● **Your assignment**: For each record below, output its text exactly and skip any picture.

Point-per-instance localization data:

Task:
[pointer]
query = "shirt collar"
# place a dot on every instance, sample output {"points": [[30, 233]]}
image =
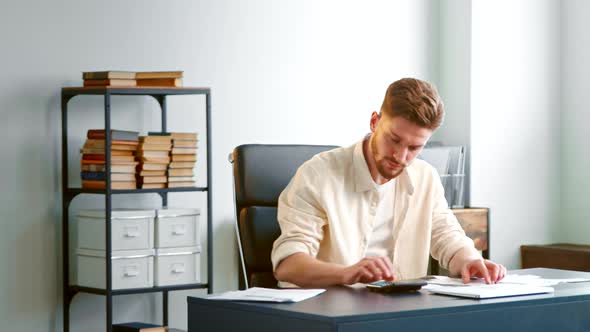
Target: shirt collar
{"points": [[362, 177]]}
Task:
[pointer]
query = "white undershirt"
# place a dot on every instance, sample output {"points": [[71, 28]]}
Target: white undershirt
{"points": [[381, 238]]}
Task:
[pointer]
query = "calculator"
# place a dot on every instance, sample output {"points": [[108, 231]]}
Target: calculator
{"points": [[400, 286]]}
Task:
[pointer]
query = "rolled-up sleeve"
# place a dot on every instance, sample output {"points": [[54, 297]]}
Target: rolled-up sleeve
{"points": [[300, 216], [447, 236]]}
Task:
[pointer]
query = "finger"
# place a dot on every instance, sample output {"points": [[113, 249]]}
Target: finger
{"points": [[494, 270], [373, 269], [389, 265], [502, 272], [483, 270], [465, 274], [381, 265], [366, 275]]}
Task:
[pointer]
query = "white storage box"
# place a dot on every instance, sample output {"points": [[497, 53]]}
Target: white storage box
{"points": [[177, 228], [129, 269], [177, 266], [130, 229]]}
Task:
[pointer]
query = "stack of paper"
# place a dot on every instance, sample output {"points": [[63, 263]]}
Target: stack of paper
{"points": [[268, 295], [511, 285], [483, 291]]}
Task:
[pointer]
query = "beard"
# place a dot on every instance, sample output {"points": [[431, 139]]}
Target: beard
{"points": [[384, 164]]}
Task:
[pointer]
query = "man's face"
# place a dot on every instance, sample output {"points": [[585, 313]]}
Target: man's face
{"points": [[395, 143]]}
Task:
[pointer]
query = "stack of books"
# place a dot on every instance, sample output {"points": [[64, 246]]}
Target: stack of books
{"points": [[138, 327], [131, 79], [123, 164], [153, 156], [184, 156]]}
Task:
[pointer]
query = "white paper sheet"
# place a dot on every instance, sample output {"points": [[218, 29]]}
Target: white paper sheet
{"points": [[259, 294], [479, 291], [528, 279]]}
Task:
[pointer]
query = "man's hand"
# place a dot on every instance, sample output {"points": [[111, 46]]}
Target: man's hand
{"points": [[483, 268], [367, 270]]}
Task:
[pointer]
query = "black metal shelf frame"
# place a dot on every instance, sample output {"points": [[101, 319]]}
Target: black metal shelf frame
{"points": [[68, 194]]}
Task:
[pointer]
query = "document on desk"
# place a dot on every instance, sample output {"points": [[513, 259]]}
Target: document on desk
{"points": [[483, 291], [258, 294], [511, 285], [524, 279]]}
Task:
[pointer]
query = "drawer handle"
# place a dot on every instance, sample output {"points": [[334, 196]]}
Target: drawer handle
{"points": [[179, 268], [131, 272], [131, 232], [179, 230]]}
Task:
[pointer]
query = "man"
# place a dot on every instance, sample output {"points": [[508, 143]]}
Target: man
{"points": [[372, 211]]}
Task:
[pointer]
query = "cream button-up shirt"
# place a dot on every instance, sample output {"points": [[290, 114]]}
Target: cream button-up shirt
{"points": [[328, 211]]}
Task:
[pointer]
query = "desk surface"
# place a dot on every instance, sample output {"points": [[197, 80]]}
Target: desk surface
{"points": [[341, 305]]}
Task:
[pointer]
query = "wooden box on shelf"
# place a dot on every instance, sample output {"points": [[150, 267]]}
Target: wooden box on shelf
{"points": [[565, 256]]}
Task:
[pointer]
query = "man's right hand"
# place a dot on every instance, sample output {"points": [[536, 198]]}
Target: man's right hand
{"points": [[367, 270]]}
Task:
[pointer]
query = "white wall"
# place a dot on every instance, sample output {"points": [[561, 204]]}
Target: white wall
{"points": [[280, 72], [575, 120], [455, 78], [515, 122]]}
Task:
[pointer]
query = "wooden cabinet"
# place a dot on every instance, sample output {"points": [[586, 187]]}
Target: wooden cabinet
{"points": [[565, 256]]}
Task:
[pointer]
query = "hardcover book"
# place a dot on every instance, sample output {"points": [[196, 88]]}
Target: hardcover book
{"points": [[110, 82], [138, 327], [167, 82], [158, 74], [125, 135], [113, 74]]}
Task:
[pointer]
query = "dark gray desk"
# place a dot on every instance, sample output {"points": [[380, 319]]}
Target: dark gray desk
{"points": [[346, 309]]}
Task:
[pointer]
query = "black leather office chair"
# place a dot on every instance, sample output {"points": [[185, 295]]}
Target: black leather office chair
{"points": [[261, 172]]}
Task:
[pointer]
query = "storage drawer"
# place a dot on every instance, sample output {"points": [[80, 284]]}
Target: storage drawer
{"points": [[177, 228], [177, 266], [130, 229], [130, 268]]}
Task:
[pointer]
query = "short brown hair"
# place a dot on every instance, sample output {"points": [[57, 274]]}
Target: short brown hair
{"points": [[414, 100]]}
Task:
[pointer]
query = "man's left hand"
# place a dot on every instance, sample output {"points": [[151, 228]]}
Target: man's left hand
{"points": [[483, 268]]}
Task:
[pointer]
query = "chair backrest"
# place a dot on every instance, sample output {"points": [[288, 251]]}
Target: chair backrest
{"points": [[261, 172]]}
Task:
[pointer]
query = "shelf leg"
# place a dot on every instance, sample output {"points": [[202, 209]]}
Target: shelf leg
{"points": [[165, 308]]}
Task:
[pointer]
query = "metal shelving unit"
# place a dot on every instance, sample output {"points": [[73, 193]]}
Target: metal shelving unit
{"points": [[68, 194]]}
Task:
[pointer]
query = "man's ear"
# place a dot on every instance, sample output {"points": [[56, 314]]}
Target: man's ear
{"points": [[375, 117]]}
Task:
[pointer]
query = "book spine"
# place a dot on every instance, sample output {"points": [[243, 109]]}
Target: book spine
{"points": [[93, 176]]}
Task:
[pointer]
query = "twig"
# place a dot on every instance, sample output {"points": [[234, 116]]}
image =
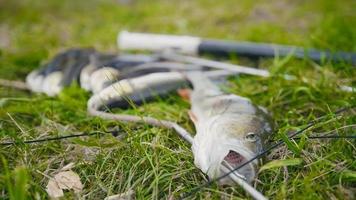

● **Final answer**:
Task:
[pointer]
query = "shirt collar"
# place a dot on every instance, sample output {"points": [[30, 233]]}
image =
Target: shirt collar
{"points": [[362, 177]]}
Task:
[pointer]
query = "white undershirt"
# place a dot on every instance, sample output {"points": [[71, 28]]}
Target: white undershirt
{"points": [[381, 238]]}
Task:
[pointer]
query = "calculator"
# place a dot on every instance, sample output {"points": [[108, 231]]}
Target: calculator
{"points": [[400, 286]]}
Task:
[pointer]
query = "rolled-up sleeve"
# place a dot on every instance, sample output {"points": [[54, 297]]}
Target: rolled-up sleeve
{"points": [[300, 216], [447, 236]]}
Task:
[pointer]
query = "finger"
# place a dot on every instance, sample output {"points": [[113, 249]]}
Target: finger
{"points": [[494, 270], [373, 269], [389, 265], [502, 272], [483, 270], [465, 274], [381, 265], [366, 275]]}
Task:
[pointer]
query = "white storage box"
# place a dot on every instance, sample output {"points": [[497, 53]]}
Target: white storage box
{"points": [[177, 228], [129, 269], [177, 266], [130, 229]]}
Task:
[pointer]
query = "stack of paper"
# place a dot on every instance, sample output {"points": [[63, 263]]}
Target: stack of paper
{"points": [[268, 295], [511, 285], [483, 291]]}
Task:
[pointer]
query = "beard"
# place a dot on every instance, sample output {"points": [[431, 139]]}
Target: beard
{"points": [[384, 164]]}
Task:
[pointer]
query = "man's face"
# place a dot on every instance, sample output {"points": [[585, 313]]}
Target: man's face
{"points": [[395, 143]]}
Task:
[pointer]
query = "stack of books"
# place a dot on every instance, sample output {"points": [[64, 246]]}
Target: stack of books
{"points": [[138, 327], [131, 79], [123, 164], [153, 156], [184, 156]]}
Task:
[pointer]
query = "white paper sheet"
# place a dot on every instance, sample output {"points": [[218, 29]]}
Target: white paper sheet
{"points": [[259, 294], [479, 291], [528, 279]]}
Task:
[pointer]
query = "man's hand"
# place a dot on every instance, sample output {"points": [[111, 46]]}
Target: man's hand
{"points": [[483, 268], [367, 270]]}
Task:
[pointer]
query = "black metal shelf frame"
# place a dot on every instance, sample output {"points": [[101, 319]]}
Target: black metal shelf frame
{"points": [[68, 194]]}
Task:
[pointer]
query = "document on desk"
# place a dot on every instance, sample output {"points": [[513, 259]]}
Target: document on desk
{"points": [[483, 291], [258, 294], [511, 285], [524, 279]]}
Task:
[pointer]
query = "drawer handle"
# place a dot on every instance, sample output {"points": [[334, 196]]}
Target: drawer handle
{"points": [[179, 268], [131, 272], [131, 232], [179, 230]]}
Task:
[pointer]
query = "man"
# place a dot on every instance, sample output {"points": [[508, 143]]}
Target: man
{"points": [[372, 211]]}
Task:
[pointer]
query = "cream button-up shirt"
# place a dot on every instance, sample output {"points": [[290, 114]]}
Target: cream button-up shirt
{"points": [[328, 211]]}
Task:
[pointer]
query = "desk surface"
# place a dot on every instance, sample output {"points": [[197, 80]]}
Target: desk surface
{"points": [[341, 305]]}
Task:
[pointer]
query = "wooden box on shelf"
# place a dot on every instance, sample output {"points": [[150, 267]]}
Target: wooden box on shelf
{"points": [[565, 256]]}
Task:
[pointer]
query = "man's right hand"
# place a dot on every instance, sample output {"points": [[536, 198]]}
Target: man's right hand
{"points": [[367, 270]]}
Task:
[pointer]
query = "white wall"
# place a dot on every instance, sample output {"points": [[561, 204]]}
Target: white wall
{"points": [[280, 72], [575, 120], [455, 78], [515, 122]]}
Task:
[pointer]
query = "wooden cabinet"
# place a dot on every instance, sample output {"points": [[586, 187]]}
Target: wooden cabinet
{"points": [[565, 256]]}
Task:
[pointer]
query = "hardcover book"
# place a dot on every instance, sample output {"points": [[196, 88]]}
Target: hardcover book
{"points": [[110, 82], [138, 327], [167, 82], [158, 74], [125, 135], [113, 74]]}
Task:
[pointer]
query = "dark gray desk"
# place a dot on every instance, sample output {"points": [[380, 319]]}
Target: dark gray desk
{"points": [[346, 309]]}
Task:
[pointer]
query = "black leather office chair"
# place a dot on every instance, sample output {"points": [[185, 295]]}
Target: black leather office chair
{"points": [[261, 172]]}
Task:
[pointer]
query = "storage drawer"
# place a dot on every instance, sample output {"points": [[80, 284]]}
Target: storage drawer
{"points": [[177, 228], [177, 266], [130, 229], [130, 268]]}
Task:
[pointer]
query = "short brown hair"
# place a dot on every instance, sample output {"points": [[57, 274]]}
Target: short brown hair
{"points": [[414, 100]]}
Task:
[pointer]
query = "man's left hand"
# place a dot on every instance, sample output {"points": [[151, 228]]}
Target: man's left hand
{"points": [[483, 268]]}
Task:
[pointer]
query = "chair backrest"
# place a dot on every instance, sample output {"points": [[288, 251]]}
Target: chair backrest
{"points": [[261, 172]]}
Task:
[pointer]
query = "shelf leg"
# place a dot on every instance, sample output {"points": [[202, 209]]}
Target: shelf leg
{"points": [[165, 308]]}
Task:
[pointer]
query = "metal shelving unit"
# place a dot on every instance, sample output {"points": [[73, 193]]}
Target: metal shelving unit
{"points": [[68, 194]]}
Task:
[pointer]
query = "man's ear"
# place a dot on every instance, sample output {"points": [[56, 314]]}
Target: man's ear
{"points": [[375, 117]]}
Task:
[pointer]
query = "book spine"
# place a dot on every instance, sample output {"points": [[243, 109]]}
Target: book spine
{"points": [[93, 176]]}
Task:
[pointer]
query = "twig"
# place a dot on every instance, sample output {"points": [[234, 116]]}
image =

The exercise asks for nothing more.